Records shown:
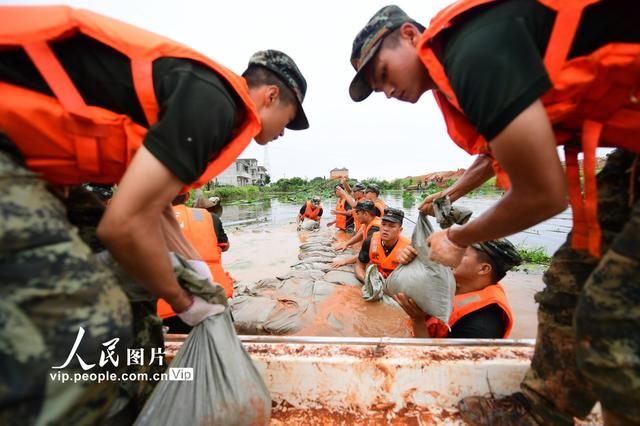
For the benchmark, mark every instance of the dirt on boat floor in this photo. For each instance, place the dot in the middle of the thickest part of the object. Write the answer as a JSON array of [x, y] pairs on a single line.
[[259, 252]]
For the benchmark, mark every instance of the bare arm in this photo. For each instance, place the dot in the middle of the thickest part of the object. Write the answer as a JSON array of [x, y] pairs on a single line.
[[478, 173], [360, 269], [526, 150], [132, 227]]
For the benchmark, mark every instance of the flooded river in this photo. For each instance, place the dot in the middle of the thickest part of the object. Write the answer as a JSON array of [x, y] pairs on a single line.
[[264, 243]]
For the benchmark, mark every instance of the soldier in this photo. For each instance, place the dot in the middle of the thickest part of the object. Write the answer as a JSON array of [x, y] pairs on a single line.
[[85, 98], [513, 79]]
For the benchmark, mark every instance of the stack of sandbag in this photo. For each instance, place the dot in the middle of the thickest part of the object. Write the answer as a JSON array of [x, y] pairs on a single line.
[[287, 303], [430, 284], [309, 225], [224, 386]]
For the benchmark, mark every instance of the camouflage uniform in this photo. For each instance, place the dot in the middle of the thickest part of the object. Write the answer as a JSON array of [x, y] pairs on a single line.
[[50, 285], [590, 312]]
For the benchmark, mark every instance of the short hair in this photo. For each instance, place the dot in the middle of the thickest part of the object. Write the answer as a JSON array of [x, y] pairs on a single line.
[[496, 273], [393, 39], [257, 75]]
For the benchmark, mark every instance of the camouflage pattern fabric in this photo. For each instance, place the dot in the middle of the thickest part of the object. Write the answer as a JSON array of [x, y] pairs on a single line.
[[590, 312], [50, 286]]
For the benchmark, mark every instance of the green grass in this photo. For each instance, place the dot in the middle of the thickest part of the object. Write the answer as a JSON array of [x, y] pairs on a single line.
[[535, 255]]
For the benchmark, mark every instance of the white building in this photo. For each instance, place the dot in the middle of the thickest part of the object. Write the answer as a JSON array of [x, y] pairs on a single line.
[[243, 172]]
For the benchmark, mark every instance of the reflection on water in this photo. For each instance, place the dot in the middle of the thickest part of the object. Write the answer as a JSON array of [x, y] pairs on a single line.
[[549, 234]]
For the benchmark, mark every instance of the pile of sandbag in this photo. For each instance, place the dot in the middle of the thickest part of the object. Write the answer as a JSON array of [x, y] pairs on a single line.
[[287, 303], [431, 285]]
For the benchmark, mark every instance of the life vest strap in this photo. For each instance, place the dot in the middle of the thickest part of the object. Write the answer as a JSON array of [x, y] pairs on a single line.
[[563, 32], [586, 234], [142, 72], [85, 139], [590, 137]]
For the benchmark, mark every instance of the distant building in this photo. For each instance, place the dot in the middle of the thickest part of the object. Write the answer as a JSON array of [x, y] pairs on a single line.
[[338, 173], [243, 172]]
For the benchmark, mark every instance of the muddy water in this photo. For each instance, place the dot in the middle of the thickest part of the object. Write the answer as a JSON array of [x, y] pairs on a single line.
[[549, 234], [264, 250]]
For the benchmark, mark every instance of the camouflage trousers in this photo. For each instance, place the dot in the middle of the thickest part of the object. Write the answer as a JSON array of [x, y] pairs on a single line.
[[51, 287], [588, 344]]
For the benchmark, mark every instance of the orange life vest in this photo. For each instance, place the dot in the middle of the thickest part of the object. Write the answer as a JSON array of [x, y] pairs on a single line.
[[356, 221], [310, 212], [381, 205], [376, 221], [385, 263], [197, 227], [464, 304], [593, 96], [69, 142], [341, 219]]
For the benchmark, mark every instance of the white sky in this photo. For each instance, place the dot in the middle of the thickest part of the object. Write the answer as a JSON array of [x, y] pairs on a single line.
[[375, 138]]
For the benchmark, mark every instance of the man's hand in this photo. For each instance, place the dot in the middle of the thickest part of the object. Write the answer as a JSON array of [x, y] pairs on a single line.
[[426, 208], [337, 263], [410, 307], [341, 246], [407, 254], [443, 250], [198, 311]]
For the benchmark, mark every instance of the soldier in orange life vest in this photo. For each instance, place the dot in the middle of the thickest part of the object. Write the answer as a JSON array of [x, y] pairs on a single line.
[[312, 210], [372, 192], [86, 98], [343, 211], [384, 246], [481, 310], [369, 223], [514, 79]]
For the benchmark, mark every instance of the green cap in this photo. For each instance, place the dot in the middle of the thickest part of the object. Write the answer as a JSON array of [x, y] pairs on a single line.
[[393, 215], [366, 206], [503, 254], [283, 66], [367, 43]]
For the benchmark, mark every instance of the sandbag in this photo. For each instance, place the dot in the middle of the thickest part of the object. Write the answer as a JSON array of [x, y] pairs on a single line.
[[226, 388], [309, 225], [322, 290], [250, 312], [373, 287], [447, 215], [342, 277], [431, 285], [306, 273], [289, 316]]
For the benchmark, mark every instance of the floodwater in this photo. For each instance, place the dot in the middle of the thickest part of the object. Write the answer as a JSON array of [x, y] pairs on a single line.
[[264, 243], [549, 234]]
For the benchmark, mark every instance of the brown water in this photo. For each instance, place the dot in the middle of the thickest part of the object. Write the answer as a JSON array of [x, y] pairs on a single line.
[[266, 250]]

Objective:
Copy the data again, from the line with "For the benchmark, mark every instance of the reflection" through the line with "[[549, 234]]", including the request, and shift every coordinate in the answer by -34.

Result:
For the benchmark, mark every instance of the reflection on water in this photo. For each instance, place the dot in the middle of the thickest part of the object. Write the answer as a JSON array of [x, y] pairs on a single line.
[[515, 200]]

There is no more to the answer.